What needs to be done
Go through the listing that follows and write it out exactly. Drop the pictures.

====== Supplied material ======

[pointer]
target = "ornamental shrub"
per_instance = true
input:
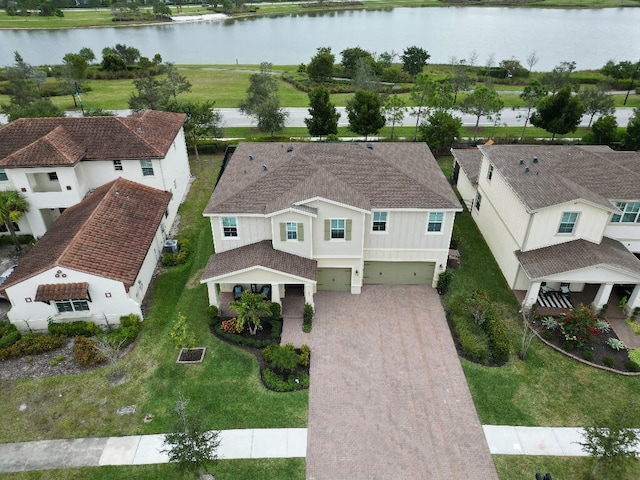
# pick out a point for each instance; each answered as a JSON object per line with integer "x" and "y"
{"x": 73, "y": 329}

======

Reply to the exercise
[pointer]
target = "ornamental shrub"
per_instance = true
input:
# pick out a point for each instance; each answered as a JSON object per line with integer "x" and "y"
{"x": 73, "y": 329}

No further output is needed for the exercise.